## begin MATERIAL PROVIDED

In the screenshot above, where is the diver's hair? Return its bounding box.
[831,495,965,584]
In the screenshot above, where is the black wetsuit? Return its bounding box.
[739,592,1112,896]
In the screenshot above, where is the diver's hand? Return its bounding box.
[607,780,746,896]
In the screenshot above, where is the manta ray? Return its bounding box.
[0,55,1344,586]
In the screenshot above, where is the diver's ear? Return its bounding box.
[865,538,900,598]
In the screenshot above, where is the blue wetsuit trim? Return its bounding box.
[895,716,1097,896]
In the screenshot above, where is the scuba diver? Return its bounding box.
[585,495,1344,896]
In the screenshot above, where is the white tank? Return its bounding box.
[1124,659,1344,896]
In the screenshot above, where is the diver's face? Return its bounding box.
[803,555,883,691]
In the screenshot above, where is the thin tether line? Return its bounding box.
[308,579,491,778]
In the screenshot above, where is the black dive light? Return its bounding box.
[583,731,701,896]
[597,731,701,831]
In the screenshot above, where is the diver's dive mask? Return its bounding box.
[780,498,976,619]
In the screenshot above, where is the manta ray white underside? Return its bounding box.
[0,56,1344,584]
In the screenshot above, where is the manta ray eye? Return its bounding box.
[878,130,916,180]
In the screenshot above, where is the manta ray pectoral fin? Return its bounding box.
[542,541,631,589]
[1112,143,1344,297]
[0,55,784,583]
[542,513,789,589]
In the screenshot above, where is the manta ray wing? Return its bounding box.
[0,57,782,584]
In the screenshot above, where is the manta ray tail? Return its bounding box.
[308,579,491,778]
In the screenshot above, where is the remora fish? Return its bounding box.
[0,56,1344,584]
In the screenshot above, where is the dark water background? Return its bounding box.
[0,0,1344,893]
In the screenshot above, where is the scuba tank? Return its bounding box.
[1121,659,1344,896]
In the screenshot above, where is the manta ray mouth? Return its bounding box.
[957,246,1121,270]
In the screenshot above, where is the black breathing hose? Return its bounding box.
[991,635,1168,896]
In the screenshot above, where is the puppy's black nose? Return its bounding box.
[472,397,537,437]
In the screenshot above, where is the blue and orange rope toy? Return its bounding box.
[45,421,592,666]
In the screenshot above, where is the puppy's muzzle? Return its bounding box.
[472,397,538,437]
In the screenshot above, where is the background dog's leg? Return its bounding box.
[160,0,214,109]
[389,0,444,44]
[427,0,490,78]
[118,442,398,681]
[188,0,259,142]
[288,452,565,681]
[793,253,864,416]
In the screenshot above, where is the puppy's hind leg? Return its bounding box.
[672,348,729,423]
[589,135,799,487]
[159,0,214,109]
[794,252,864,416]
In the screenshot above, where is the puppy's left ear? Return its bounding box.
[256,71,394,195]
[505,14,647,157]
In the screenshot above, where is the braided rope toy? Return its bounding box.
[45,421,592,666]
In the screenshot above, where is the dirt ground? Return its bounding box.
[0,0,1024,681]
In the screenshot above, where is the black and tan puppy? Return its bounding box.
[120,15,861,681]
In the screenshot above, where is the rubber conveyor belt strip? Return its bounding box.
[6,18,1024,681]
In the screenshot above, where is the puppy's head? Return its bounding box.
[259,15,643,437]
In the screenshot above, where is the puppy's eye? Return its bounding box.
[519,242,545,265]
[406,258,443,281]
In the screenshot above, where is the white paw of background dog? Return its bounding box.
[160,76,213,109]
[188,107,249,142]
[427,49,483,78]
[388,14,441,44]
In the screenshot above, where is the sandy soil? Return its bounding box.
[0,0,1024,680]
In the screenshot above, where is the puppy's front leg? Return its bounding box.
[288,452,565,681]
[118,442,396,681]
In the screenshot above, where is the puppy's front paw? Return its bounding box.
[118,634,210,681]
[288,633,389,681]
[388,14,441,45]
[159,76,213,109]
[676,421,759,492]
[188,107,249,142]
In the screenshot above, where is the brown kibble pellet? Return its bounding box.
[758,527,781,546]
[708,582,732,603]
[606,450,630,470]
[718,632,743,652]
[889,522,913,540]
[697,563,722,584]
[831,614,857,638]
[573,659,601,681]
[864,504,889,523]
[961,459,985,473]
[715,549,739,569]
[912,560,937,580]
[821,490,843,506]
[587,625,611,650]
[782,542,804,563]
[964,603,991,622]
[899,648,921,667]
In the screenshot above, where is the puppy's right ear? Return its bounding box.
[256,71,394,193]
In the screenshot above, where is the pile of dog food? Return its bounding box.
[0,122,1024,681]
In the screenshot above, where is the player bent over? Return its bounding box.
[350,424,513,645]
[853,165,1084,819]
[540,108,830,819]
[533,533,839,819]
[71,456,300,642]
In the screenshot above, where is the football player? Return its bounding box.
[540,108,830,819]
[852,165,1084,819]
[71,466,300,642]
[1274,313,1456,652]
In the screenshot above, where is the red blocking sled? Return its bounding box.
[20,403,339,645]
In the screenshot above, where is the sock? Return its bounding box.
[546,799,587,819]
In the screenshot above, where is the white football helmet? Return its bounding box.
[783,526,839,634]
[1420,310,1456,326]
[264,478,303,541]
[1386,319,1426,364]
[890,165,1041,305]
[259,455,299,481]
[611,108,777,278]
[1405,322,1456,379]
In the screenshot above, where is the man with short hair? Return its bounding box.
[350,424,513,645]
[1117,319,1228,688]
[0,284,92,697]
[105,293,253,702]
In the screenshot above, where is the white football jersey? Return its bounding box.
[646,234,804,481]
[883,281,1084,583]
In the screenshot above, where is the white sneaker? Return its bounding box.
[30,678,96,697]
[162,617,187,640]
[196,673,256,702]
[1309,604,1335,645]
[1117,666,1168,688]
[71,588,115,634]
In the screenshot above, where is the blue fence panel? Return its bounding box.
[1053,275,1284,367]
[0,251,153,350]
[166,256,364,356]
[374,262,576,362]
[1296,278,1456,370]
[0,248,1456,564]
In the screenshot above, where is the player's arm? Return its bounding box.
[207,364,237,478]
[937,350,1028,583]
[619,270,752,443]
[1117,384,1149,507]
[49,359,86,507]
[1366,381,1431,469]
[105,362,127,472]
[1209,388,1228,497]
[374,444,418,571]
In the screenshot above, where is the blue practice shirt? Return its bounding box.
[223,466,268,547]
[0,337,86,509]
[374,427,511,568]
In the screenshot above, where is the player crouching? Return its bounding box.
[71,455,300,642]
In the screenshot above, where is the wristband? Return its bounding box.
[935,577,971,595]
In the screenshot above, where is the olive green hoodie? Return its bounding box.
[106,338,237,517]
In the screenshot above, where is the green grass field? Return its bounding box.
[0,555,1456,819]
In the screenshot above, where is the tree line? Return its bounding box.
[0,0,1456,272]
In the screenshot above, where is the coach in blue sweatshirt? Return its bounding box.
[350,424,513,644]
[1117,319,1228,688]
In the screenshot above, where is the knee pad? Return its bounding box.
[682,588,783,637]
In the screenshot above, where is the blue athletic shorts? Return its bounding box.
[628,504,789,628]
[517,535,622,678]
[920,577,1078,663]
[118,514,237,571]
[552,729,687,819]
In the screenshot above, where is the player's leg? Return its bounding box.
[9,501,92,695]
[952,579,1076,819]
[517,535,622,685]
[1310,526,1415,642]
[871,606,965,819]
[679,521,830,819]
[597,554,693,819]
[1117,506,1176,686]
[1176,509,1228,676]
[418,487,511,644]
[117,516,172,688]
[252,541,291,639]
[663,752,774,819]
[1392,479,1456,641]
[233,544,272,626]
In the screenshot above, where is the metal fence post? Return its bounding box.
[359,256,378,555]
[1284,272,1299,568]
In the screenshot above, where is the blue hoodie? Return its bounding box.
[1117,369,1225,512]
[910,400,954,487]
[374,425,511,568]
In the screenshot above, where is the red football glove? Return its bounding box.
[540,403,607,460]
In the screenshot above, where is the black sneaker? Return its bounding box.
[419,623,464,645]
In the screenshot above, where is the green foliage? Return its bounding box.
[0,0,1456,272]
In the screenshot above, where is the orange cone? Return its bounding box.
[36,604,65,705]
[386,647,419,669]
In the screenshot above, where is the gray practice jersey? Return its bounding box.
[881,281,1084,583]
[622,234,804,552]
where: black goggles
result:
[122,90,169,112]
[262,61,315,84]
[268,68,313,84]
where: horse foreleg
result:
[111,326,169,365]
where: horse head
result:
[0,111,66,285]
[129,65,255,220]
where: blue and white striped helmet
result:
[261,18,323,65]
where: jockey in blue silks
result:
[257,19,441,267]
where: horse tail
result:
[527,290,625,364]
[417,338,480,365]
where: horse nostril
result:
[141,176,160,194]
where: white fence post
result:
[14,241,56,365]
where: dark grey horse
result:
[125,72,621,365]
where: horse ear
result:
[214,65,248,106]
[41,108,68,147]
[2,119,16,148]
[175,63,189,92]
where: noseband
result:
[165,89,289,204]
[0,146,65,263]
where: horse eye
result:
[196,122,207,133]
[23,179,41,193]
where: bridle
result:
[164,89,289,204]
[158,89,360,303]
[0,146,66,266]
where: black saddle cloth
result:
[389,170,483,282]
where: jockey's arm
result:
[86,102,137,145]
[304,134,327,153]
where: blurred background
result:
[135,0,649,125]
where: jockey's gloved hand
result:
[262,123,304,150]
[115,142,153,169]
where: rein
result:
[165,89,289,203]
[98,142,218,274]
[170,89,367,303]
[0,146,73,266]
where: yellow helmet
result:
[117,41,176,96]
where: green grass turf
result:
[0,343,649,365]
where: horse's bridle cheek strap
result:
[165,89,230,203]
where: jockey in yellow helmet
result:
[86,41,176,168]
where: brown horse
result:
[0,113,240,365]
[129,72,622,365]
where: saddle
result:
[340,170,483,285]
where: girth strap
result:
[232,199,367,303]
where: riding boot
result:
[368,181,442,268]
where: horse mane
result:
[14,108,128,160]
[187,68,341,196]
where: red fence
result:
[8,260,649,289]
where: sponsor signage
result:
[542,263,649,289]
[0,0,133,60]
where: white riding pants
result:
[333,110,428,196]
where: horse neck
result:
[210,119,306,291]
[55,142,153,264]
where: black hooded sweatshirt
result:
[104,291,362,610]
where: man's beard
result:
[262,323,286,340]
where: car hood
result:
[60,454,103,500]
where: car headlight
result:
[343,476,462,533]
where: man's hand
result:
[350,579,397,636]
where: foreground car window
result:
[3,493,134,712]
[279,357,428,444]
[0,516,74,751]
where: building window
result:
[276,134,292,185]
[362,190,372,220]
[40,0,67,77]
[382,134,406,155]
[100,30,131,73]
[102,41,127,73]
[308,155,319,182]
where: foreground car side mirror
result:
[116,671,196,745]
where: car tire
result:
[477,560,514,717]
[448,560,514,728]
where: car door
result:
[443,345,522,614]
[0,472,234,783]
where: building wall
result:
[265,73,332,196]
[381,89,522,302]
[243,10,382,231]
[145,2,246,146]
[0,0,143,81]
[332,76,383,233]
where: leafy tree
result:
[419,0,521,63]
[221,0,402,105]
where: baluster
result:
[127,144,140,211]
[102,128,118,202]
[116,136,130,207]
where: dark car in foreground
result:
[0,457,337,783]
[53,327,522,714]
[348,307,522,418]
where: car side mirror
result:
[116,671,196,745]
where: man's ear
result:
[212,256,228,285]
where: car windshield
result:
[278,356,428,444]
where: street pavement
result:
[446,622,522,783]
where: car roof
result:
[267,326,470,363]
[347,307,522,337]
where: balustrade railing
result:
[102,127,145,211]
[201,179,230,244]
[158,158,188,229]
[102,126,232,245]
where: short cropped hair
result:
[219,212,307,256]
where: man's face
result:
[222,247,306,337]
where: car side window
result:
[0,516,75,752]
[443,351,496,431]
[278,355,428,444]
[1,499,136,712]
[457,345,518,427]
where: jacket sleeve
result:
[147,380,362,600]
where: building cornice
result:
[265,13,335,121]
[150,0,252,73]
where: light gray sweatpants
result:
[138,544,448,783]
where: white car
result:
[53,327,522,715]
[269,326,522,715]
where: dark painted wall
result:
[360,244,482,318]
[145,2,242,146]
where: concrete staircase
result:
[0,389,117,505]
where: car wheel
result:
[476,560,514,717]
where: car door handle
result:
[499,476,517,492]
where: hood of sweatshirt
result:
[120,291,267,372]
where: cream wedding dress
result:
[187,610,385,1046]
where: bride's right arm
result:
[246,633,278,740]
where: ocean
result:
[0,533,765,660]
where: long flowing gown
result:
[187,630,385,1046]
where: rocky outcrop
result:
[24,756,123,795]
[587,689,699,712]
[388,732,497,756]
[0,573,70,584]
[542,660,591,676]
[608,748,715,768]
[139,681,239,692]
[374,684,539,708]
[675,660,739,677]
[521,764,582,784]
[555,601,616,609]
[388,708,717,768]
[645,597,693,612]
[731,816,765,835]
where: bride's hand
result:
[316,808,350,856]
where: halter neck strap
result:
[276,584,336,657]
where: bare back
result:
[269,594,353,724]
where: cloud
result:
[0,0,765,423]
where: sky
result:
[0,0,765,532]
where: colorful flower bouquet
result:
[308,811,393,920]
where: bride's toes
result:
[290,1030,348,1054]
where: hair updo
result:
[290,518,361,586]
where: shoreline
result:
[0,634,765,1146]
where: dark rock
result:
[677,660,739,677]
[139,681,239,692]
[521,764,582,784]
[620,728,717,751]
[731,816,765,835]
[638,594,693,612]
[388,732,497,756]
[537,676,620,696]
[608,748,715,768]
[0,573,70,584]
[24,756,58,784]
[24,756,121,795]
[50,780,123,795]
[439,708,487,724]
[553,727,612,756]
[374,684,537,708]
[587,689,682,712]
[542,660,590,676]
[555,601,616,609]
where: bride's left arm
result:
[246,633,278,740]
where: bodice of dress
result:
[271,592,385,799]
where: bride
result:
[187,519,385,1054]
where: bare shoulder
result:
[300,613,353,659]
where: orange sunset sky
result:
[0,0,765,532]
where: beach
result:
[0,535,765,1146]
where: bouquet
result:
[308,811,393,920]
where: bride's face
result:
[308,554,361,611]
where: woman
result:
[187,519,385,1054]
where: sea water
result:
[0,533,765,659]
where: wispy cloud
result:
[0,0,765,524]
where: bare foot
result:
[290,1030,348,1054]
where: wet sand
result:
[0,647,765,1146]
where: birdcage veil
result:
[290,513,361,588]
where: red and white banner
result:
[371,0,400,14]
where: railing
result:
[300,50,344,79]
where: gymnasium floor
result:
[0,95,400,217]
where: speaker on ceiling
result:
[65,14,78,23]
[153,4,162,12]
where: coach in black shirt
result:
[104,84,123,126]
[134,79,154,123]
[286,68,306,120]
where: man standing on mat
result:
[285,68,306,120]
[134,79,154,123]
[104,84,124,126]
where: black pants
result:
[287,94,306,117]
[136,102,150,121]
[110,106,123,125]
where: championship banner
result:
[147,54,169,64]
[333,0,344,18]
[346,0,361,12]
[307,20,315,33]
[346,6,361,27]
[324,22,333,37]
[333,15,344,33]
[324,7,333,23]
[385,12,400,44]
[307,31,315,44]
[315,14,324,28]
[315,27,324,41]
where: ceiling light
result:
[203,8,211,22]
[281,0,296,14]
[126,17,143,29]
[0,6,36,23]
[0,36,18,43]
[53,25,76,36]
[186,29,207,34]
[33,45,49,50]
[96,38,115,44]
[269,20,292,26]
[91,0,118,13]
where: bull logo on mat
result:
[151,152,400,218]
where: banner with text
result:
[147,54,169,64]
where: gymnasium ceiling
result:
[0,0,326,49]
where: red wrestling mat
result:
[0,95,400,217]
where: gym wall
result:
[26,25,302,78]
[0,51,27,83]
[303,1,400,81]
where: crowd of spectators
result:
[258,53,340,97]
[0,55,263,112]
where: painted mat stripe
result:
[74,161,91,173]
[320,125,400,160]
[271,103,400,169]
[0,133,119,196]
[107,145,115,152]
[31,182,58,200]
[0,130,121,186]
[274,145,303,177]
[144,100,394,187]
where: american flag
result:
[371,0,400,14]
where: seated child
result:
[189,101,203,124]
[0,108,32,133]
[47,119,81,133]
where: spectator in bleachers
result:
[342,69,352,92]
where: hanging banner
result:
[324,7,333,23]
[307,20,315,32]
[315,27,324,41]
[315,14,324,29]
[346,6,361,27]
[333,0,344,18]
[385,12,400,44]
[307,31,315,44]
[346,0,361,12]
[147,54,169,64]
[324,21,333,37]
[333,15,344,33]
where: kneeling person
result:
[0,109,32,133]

## end MATERIAL PROVIDED

**OBJECTIVE:**
Write the lines out verbatim, from the one with "where: red wrestling mat" through the last line of the entries, and stop there.

**SOLVED EXERCISE:**
where: red wrestling mat
result:
[0,95,400,217]
where: gym wall
result:
[26,25,302,78]
[0,51,27,83]
[303,1,400,81]
where: crowd of spectators
result:
[258,53,340,97]
[0,55,263,112]
where: painted mat stripe
result:
[74,161,91,173]
[320,125,400,160]
[271,103,400,169]
[0,133,119,196]
[107,145,115,152]
[31,182,58,200]
[0,130,121,186]
[274,145,303,177]
[144,100,394,187]
where: american flag
result:
[371,0,400,14]
where: seated child
result:
[189,101,203,124]
[0,108,32,133]
[47,119,81,133]
where: spectator in bleachers
result:
[342,69,352,92]
where: hanging banner
result:
[324,7,333,23]
[307,20,315,32]
[315,27,324,41]
[315,14,324,29]
[346,6,361,27]
[333,0,344,18]
[385,12,400,44]
[307,31,315,44]
[346,0,361,12]
[147,54,169,64]
[324,21,333,37]
[333,15,344,33]
where: kneeling person
result:
[0,109,32,133]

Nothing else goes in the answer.